> [WHAT THE TASK REQUIRES]: Render the lines of the material below as a JSON list of strings, one string per line and with blank lines omitted, starting with the line that contains "Reviewer note: make sure each instance of the tan" and going on through the end of the material.

> [STORED RECORDS]:
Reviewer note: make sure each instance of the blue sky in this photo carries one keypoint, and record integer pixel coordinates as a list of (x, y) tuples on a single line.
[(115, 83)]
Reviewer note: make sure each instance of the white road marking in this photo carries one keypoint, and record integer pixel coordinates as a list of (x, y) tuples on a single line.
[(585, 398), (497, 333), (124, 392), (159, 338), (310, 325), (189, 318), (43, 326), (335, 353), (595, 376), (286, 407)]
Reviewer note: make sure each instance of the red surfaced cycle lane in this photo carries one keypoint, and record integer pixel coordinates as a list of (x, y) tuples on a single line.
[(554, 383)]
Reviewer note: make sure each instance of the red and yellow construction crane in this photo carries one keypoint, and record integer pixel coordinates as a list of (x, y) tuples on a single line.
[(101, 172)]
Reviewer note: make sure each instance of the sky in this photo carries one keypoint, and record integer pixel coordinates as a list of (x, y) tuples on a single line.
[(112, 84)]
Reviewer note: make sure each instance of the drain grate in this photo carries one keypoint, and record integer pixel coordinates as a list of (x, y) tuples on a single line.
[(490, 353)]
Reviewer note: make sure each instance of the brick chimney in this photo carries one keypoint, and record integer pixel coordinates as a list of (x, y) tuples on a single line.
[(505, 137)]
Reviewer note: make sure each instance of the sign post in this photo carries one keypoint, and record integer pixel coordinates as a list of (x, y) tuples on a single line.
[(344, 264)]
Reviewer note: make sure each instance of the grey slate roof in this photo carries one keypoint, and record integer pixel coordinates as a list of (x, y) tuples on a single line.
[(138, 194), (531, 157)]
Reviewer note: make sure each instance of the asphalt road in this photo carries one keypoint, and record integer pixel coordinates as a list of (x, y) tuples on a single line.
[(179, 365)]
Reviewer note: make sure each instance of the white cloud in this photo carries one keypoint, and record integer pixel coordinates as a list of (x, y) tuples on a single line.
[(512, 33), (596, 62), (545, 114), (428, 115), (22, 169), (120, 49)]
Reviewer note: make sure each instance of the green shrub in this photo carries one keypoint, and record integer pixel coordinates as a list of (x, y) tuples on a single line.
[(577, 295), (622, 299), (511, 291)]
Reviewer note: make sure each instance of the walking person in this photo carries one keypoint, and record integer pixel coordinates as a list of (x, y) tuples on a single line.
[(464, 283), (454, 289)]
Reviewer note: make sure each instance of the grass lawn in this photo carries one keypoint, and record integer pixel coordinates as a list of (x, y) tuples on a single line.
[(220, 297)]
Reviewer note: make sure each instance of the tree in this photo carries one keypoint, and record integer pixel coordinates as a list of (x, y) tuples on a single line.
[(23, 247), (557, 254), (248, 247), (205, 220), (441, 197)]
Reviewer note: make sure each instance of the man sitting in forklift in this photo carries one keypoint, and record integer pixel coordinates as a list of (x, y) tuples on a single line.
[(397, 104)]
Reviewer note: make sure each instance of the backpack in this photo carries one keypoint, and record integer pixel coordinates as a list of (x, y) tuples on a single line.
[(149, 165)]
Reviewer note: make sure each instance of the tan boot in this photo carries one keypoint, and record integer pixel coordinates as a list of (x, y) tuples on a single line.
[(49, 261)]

> [THE REPLY]:
[
  "Reviewer note: make sure each instance of the tan boot in this photo carries one keypoint, and record integer pixel coordinates as a list of (x, y) tuples on a single line.",
  "[(49, 261)]"
]